> _Do this_
Could you rewrite all the rows below with "in the frame" changed to "in the image" and nothing else altered, leaving the pictures out?
+++ Data rows
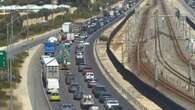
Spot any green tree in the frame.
[39,9,51,20]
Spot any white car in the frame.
[104,99,120,109]
[89,105,100,110]
[76,53,84,59]
[85,72,95,81]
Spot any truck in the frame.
[80,94,95,109]
[66,33,75,41]
[62,22,72,33]
[46,78,59,94]
[43,57,59,81]
[46,78,60,101]
[72,22,82,33]
[43,41,57,56]
[109,10,114,18]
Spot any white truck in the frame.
[62,22,72,33]
[46,78,60,94]
[43,57,59,81]
[109,10,114,17]
[80,94,95,109]
[66,33,75,41]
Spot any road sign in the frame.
[0,50,7,70]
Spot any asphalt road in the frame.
[51,15,135,110]
[28,46,50,110]
[85,26,136,110]
[8,32,57,58]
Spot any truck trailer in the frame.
[43,57,59,80]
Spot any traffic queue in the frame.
[40,5,125,110]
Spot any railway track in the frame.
[136,0,195,103]
[160,0,195,86]
[155,12,195,103]
[136,0,157,75]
++++++
> _Correct response_
Spot any green tree in the image.
[39,9,51,20]
Spot any white car in the image.
[104,99,120,109]
[89,105,100,110]
[76,53,84,59]
[85,72,95,81]
Spot any truck in the image.
[80,94,95,109]
[66,33,75,41]
[62,22,72,33]
[46,78,59,94]
[43,57,59,81]
[46,78,60,101]
[72,22,82,33]
[43,41,57,56]
[109,10,114,18]
Spot any white truck in the image.
[62,22,72,33]
[46,78,60,94]
[43,57,59,81]
[109,10,114,17]
[80,94,95,109]
[66,33,75,41]
Spot any road sign in the image.
[0,50,7,70]
Spot any asphalt road in the image.
[51,15,135,110]
[28,46,50,110]
[85,26,136,110]
[8,32,57,58]
Spot any truck trailer in the image.
[43,57,59,80]
Spot any traffic queue in the image.
[40,5,125,110]
Spot any railway track in the image.
[136,0,195,103]
[160,0,195,86]
[155,12,195,103]
[136,0,157,75]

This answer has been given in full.